--- Activity ---
Exactly as written, write out the lines below from the first to the one containing "area covered by", inclusive. Pictures do not belong in the copy.

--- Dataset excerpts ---
%%
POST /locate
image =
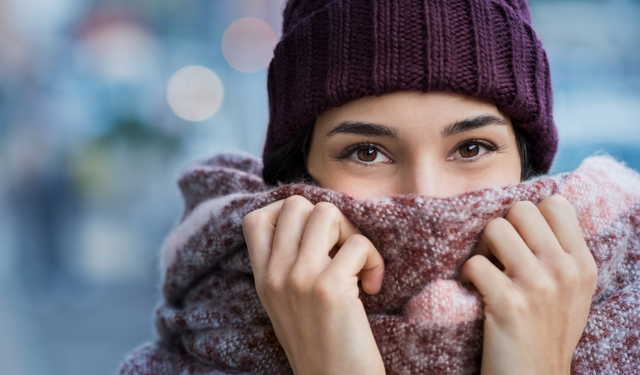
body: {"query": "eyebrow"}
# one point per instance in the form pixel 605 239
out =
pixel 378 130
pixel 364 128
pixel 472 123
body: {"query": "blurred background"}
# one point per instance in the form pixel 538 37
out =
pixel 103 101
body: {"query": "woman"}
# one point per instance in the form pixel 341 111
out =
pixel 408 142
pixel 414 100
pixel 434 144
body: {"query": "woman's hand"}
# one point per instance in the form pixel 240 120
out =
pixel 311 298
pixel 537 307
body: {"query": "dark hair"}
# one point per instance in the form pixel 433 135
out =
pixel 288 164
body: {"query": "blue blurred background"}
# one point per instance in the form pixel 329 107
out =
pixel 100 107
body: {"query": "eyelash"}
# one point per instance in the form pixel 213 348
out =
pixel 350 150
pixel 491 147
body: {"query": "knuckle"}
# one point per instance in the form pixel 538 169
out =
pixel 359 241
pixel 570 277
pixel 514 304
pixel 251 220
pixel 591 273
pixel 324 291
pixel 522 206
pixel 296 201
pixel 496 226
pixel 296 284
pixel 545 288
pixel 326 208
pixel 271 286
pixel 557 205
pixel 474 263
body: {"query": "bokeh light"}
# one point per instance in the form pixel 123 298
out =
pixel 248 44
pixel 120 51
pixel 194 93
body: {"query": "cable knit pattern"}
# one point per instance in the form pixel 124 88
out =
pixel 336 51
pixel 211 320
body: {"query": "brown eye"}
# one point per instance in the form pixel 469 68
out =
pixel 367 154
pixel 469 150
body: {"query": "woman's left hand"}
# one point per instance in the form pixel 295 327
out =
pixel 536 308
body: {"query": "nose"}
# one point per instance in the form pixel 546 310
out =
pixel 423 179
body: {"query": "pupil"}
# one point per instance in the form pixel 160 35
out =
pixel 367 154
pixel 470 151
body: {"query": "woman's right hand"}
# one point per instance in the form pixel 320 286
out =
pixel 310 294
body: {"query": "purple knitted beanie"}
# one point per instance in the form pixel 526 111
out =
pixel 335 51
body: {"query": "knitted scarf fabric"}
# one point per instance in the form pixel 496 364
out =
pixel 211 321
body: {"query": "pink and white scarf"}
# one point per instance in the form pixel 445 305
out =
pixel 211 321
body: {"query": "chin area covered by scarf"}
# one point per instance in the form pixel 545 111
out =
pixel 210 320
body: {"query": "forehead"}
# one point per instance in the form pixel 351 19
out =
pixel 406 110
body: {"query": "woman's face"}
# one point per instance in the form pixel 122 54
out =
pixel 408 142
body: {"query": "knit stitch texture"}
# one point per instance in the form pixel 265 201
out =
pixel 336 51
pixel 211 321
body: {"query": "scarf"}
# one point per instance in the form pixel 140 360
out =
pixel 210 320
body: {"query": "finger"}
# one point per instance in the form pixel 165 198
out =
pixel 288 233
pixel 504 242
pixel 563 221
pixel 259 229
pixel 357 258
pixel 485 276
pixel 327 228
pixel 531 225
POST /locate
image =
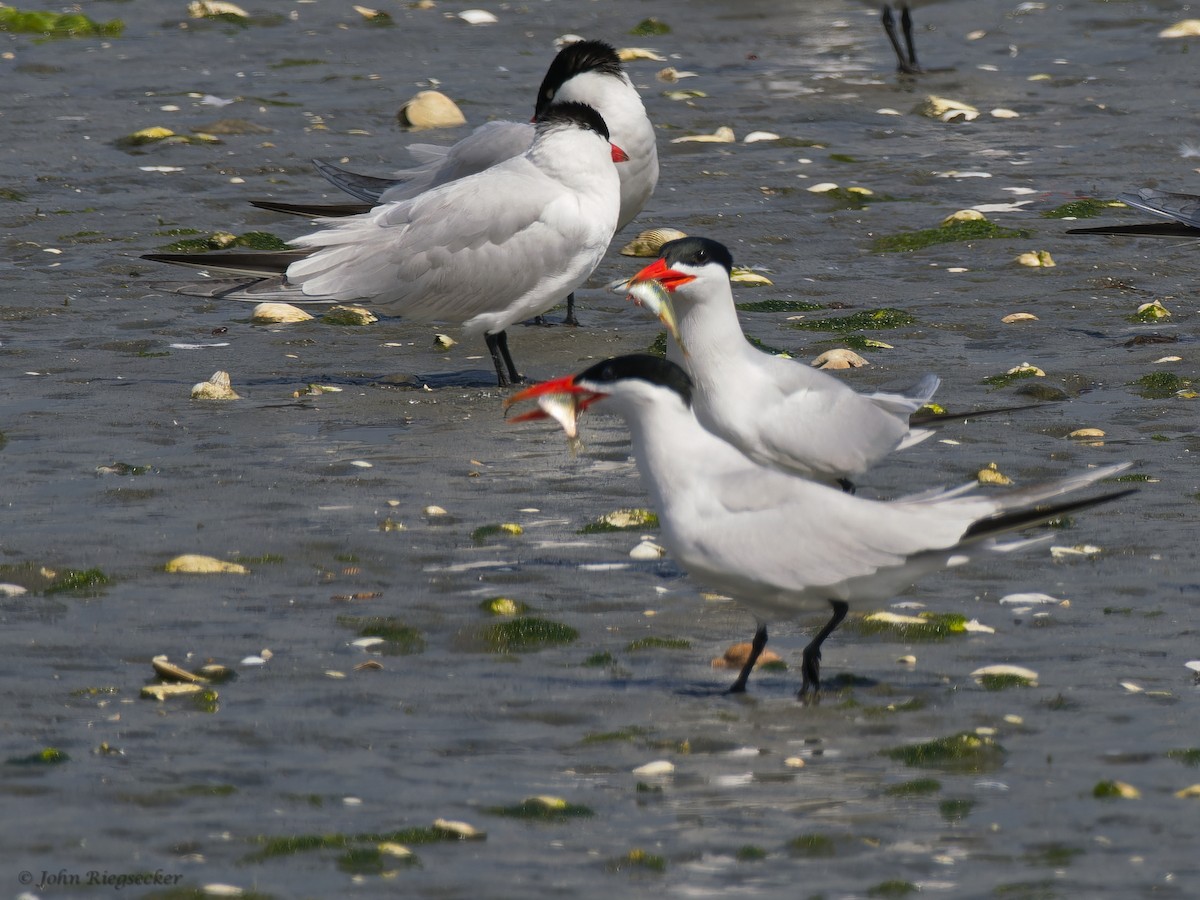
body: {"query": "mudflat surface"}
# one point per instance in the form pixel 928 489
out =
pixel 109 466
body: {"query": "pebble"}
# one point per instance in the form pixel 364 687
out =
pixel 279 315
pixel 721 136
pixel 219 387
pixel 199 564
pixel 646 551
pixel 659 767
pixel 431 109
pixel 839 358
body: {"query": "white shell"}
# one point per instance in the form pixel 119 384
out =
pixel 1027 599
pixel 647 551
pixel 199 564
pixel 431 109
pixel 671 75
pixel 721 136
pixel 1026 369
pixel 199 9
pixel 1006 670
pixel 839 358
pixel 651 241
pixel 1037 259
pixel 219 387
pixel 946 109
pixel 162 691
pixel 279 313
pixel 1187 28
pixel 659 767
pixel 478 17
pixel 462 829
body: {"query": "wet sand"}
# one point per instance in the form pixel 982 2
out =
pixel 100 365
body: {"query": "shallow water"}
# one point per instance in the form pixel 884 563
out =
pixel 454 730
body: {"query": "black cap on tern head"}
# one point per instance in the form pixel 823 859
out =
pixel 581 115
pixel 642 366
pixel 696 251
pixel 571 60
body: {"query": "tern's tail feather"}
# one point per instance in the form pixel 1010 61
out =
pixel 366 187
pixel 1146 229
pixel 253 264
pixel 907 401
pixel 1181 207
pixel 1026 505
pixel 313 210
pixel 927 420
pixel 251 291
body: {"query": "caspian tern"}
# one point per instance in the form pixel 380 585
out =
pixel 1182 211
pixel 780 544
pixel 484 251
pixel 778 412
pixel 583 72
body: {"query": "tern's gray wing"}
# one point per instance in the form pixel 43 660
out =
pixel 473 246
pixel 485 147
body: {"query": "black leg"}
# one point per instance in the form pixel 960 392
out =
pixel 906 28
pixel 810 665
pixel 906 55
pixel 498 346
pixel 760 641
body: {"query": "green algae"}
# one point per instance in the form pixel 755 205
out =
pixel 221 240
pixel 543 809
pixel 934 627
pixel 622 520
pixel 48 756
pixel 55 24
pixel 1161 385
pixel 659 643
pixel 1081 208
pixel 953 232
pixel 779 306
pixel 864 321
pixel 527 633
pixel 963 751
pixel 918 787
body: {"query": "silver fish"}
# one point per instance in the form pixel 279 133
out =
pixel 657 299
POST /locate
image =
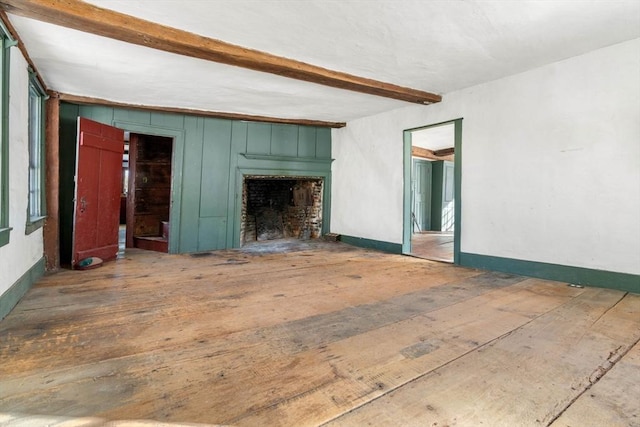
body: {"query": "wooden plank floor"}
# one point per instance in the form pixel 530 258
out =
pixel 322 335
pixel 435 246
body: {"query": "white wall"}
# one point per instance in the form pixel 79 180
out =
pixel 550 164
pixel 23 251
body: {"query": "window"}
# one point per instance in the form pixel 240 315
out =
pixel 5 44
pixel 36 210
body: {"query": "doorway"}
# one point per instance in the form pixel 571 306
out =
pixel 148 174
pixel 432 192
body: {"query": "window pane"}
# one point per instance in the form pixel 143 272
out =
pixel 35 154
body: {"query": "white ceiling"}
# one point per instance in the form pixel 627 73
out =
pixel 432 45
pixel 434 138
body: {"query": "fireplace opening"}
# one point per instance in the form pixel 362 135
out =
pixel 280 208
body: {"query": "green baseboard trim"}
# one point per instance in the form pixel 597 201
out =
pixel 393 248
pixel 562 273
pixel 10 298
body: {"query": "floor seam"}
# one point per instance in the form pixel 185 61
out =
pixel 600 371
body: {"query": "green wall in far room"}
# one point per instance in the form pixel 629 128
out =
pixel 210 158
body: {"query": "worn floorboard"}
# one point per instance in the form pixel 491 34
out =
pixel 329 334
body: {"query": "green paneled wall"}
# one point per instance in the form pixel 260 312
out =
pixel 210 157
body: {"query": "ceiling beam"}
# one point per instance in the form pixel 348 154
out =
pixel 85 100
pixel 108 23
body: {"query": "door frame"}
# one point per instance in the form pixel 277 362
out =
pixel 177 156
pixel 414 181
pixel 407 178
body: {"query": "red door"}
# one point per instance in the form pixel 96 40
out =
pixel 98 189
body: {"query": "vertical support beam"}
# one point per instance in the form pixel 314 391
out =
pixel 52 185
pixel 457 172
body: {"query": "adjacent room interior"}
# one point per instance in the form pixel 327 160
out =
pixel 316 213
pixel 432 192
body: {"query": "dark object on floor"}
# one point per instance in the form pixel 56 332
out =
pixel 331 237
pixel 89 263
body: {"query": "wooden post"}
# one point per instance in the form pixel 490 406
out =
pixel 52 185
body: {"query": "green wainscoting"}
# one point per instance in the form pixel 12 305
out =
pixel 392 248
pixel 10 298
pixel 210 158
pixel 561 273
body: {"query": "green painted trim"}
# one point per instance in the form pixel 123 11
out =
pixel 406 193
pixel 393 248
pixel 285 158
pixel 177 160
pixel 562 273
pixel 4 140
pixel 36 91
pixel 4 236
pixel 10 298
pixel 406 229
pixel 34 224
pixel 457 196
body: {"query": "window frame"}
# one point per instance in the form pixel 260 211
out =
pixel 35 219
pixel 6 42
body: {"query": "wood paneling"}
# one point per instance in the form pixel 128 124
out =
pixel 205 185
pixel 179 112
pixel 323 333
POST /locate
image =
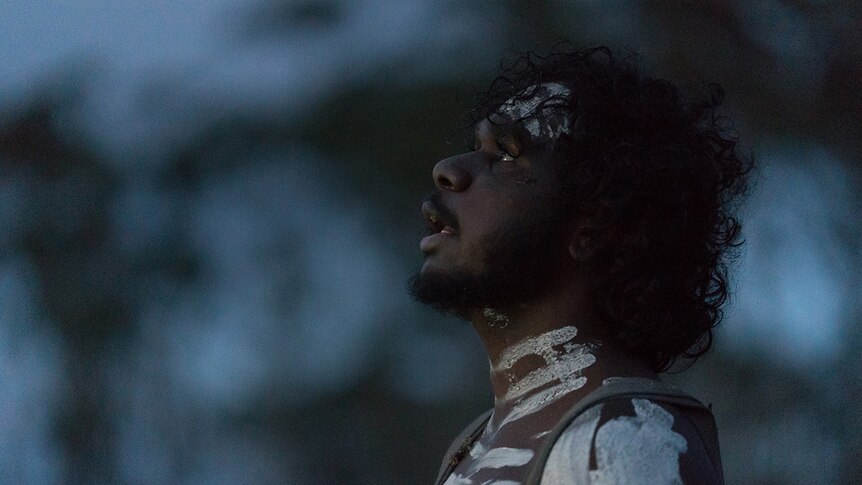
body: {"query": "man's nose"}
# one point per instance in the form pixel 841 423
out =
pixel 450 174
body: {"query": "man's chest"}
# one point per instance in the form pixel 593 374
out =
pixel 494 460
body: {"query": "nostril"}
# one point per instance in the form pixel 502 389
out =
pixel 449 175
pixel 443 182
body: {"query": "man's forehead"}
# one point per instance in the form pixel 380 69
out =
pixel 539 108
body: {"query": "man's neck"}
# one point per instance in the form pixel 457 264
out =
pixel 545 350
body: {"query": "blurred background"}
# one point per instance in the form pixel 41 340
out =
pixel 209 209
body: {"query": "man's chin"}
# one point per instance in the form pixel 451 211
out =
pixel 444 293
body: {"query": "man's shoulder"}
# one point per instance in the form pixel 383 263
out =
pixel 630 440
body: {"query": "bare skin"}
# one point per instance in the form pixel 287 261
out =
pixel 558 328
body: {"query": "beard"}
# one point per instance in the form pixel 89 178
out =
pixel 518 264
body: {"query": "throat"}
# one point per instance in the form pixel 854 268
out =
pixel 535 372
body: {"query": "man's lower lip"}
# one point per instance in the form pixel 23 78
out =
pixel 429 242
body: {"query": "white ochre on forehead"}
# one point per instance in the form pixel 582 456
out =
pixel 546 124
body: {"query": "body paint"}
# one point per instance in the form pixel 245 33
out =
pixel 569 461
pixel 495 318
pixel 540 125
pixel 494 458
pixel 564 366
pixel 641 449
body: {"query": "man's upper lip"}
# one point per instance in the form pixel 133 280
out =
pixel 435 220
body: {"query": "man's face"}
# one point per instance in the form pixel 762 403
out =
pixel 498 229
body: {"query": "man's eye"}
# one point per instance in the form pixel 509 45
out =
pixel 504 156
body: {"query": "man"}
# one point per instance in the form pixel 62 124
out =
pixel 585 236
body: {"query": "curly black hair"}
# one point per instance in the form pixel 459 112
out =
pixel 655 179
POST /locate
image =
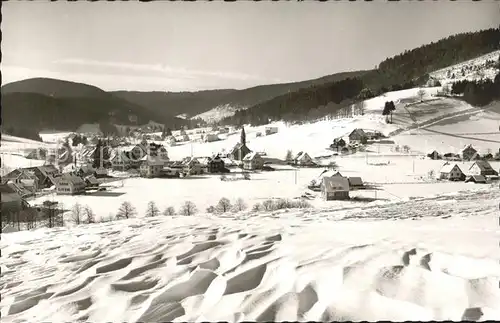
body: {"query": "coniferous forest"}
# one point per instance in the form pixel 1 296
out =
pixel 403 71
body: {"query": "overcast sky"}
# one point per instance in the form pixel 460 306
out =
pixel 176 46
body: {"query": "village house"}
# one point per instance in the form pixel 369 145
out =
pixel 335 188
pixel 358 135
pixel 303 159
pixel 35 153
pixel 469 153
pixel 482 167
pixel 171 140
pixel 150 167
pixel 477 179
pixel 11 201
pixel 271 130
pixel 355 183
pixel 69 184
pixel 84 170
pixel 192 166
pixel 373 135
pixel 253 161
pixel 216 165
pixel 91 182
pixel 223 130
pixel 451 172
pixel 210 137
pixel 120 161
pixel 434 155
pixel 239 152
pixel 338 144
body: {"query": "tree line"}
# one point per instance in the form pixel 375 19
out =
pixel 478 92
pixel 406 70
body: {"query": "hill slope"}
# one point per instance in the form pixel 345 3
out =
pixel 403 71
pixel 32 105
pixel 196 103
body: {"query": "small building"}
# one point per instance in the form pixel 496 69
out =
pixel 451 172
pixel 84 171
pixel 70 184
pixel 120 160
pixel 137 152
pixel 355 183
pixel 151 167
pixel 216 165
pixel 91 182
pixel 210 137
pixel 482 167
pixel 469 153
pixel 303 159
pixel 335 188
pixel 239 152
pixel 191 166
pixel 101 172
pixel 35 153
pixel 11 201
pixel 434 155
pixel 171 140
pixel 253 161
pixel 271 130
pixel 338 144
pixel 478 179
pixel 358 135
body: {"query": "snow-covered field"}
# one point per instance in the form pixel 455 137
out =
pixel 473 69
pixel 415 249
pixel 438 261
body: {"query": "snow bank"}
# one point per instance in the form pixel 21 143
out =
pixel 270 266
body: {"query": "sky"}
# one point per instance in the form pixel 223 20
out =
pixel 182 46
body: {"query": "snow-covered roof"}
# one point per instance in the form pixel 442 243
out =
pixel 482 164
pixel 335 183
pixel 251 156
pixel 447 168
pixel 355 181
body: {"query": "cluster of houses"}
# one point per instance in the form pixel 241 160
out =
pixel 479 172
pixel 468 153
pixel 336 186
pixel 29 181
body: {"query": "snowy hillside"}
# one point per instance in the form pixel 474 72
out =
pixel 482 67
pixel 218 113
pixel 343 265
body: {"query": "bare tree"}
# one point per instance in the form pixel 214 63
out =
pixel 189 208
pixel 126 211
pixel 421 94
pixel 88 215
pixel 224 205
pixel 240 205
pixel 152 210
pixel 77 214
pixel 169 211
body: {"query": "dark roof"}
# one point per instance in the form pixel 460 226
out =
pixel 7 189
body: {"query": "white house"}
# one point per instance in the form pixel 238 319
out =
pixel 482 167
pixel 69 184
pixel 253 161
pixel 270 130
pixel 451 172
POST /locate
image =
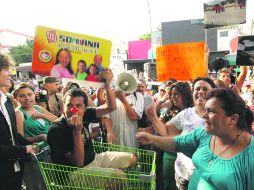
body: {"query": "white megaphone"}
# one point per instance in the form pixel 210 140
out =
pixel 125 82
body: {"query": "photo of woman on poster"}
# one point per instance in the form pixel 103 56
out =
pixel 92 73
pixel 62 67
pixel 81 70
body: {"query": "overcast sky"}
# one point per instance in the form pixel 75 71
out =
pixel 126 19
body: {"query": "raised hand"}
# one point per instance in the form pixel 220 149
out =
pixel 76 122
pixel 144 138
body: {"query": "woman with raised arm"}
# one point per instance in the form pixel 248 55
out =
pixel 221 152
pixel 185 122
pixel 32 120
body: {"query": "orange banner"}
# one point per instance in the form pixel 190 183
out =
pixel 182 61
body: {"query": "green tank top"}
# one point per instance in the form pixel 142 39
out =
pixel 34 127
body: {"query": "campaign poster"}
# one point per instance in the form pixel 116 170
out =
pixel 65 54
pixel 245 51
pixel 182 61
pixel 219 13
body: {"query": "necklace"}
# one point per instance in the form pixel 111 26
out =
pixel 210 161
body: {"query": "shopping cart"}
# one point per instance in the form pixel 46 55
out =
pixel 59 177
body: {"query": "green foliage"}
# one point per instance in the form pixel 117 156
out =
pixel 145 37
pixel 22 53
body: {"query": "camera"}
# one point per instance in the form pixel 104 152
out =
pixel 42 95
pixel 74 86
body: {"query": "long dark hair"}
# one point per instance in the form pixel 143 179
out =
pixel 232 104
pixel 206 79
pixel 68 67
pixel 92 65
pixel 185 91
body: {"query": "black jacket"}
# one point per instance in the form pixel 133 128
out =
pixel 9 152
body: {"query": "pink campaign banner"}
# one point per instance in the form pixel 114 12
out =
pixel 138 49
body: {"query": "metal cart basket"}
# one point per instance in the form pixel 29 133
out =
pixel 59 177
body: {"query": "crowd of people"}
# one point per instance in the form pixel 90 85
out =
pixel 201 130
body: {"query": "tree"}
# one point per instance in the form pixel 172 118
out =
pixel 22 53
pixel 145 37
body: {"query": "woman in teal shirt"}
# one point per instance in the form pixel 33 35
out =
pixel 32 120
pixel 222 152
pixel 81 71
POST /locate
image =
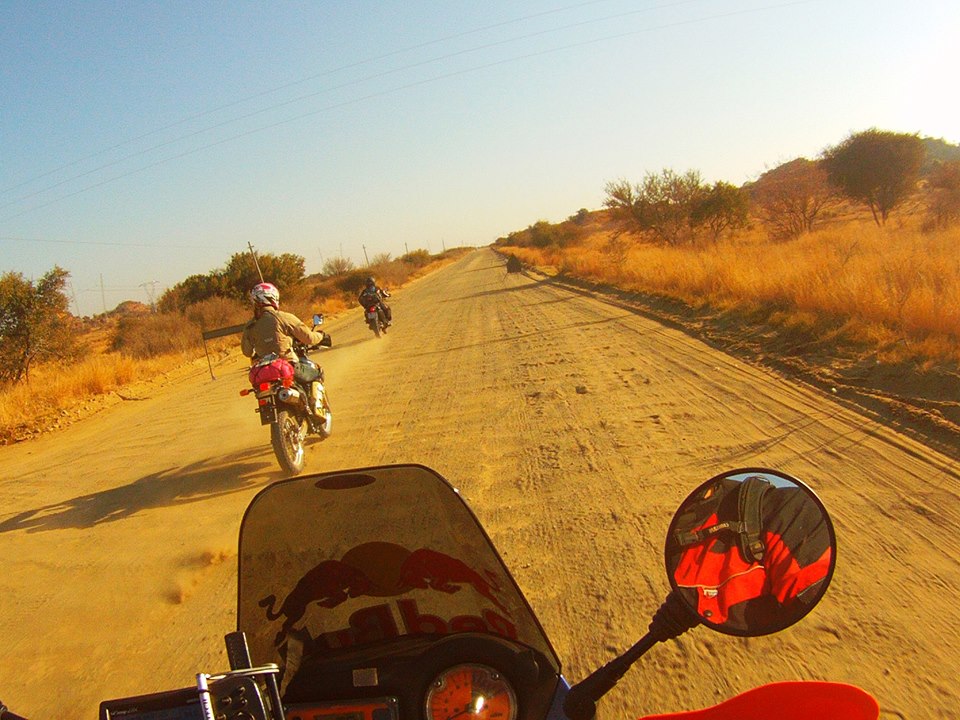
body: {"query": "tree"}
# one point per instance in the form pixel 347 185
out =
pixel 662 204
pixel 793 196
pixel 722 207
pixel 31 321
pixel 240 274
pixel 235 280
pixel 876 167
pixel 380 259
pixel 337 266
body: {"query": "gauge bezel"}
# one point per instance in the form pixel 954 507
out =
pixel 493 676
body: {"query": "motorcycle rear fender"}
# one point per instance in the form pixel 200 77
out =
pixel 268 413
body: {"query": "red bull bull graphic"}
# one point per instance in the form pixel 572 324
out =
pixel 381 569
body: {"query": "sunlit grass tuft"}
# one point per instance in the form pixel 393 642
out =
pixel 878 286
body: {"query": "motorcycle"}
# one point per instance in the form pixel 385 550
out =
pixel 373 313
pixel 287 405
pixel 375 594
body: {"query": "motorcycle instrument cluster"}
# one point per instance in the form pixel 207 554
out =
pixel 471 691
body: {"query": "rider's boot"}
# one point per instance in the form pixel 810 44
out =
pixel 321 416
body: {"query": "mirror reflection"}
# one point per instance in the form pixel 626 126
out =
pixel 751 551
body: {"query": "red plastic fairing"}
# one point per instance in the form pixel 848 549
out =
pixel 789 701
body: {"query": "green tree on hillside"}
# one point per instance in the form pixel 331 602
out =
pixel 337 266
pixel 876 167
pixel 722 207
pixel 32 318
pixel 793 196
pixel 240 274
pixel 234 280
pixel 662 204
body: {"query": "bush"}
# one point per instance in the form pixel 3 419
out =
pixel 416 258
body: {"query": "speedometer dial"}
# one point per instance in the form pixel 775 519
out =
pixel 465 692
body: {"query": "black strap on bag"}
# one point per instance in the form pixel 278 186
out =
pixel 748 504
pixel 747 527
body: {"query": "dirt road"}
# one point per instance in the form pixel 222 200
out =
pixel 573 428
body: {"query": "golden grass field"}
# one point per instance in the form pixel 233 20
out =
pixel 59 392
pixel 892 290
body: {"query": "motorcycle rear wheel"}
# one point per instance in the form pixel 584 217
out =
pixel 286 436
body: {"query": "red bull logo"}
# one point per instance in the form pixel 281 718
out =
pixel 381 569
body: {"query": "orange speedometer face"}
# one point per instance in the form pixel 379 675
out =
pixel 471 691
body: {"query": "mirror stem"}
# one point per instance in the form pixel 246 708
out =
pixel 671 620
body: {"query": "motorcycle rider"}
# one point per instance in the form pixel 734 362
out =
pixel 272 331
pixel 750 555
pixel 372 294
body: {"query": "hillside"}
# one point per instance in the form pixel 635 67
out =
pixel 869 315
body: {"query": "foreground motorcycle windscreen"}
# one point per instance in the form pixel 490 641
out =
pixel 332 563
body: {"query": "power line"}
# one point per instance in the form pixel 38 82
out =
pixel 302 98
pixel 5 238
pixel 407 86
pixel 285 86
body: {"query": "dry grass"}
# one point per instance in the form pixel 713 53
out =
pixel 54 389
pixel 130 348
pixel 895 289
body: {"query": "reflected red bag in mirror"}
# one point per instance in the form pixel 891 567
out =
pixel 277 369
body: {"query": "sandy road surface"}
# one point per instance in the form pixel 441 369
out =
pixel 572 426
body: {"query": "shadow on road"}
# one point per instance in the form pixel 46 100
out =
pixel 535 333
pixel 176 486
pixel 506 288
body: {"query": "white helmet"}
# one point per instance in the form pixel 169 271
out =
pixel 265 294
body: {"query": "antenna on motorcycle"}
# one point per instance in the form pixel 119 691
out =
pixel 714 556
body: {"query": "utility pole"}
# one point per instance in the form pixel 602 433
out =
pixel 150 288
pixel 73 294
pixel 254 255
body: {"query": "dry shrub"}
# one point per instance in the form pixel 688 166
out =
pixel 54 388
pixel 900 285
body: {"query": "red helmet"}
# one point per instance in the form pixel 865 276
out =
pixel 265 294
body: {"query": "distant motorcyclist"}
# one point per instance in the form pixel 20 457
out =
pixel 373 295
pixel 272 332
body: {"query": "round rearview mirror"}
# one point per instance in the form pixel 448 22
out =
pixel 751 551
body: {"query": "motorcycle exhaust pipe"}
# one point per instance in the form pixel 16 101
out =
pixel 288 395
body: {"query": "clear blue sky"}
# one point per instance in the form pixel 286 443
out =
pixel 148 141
%%
--- Exercise response ---
POST /locate
image =
body: {"query": "eyebrow"}
# one point per instance in the form pixel 605 239
out =
pixel 378 130
pixel 364 128
pixel 472 123
body: {"query": "blurred background"}
# one point per instance in the form pixel 538 37
out =
pixel 103 101
body: {"query": "woman"}
# one point per instance in the form pixel 341 111
out =
pixel 408 142
pixel 414 100
pixel 434 144
body: {"query": "woman's hand"}
# one point per instance in the form pixel 240 120
out =
pixel 311 298
pixel 537 307
body: {"query": "dark hair"}
# one point per instance in the form pixel 433 135
out =
pixel 288 164
body: {"query": "blue blurred background"}
# one point per instance in the form pixel 329 107
out =
pixel 100 107
body: {"query": "eyelash"}
# one point per instance in the form pixel 213 348
out =
pixel 350 150
pixel 491 147
body: {"query": "knuckle"}
# one point per instance in the form pixel 538 169
out =
pixel 359 241
pixel 570 277
pixel 514 304
pixel 251 220
pixel 591 273
pixel 324 291
pixel 522 206
pixel 296 201
pixel 496 226
pixel 296 284
pixel 545 288
pixel 326 208
pixel 271 286
pixel 557 205
pixel 474 263
body: {"query": "bokeh light"}
# one point per instance in the form pixel 123 298
out =
pixel 248 44
pixel 120 51
pixel 194 93
body: {"query": "cable knit pattern"}
# one point per instance in the form pixel 124 88
out =
pixel 336 51
pixel 211 320
body: {"query": "brown eye"}
# one point per instance in the form pixel 469 68
out =
pixel 367 154
pixel 469 150
body: {"query": "woman's left hand"}
# one point per instance in the form pixel 295 327
out =
pixel 536 308
body: {"query": "nose"}
# one point per instance in the form pixel 546 310
out =
pixel 423 179
body: {"query": "pupil"}
# one point per instance in the form pixel 160 35
out =
pixel 367 154
pixel 470 151
body: {"query": "woman's right hand"}
# one point per instance in the form pixel 320 286
out =
pixel 310 294
body: {"query": "purple knitted beanie"}
# one point per instance in the form pixel 526 111
out =
pixel 335 51
body: {"query": "knitted scarf fabric"}
# one point per instance in the form pixel 496 364
out =
pixel 211 321
body: {"query": "pink and white scarf"}
# one point per instance in the form pixel 445 305
out =
pixel 211 321
body: {"query": "chin area covered by scarf"}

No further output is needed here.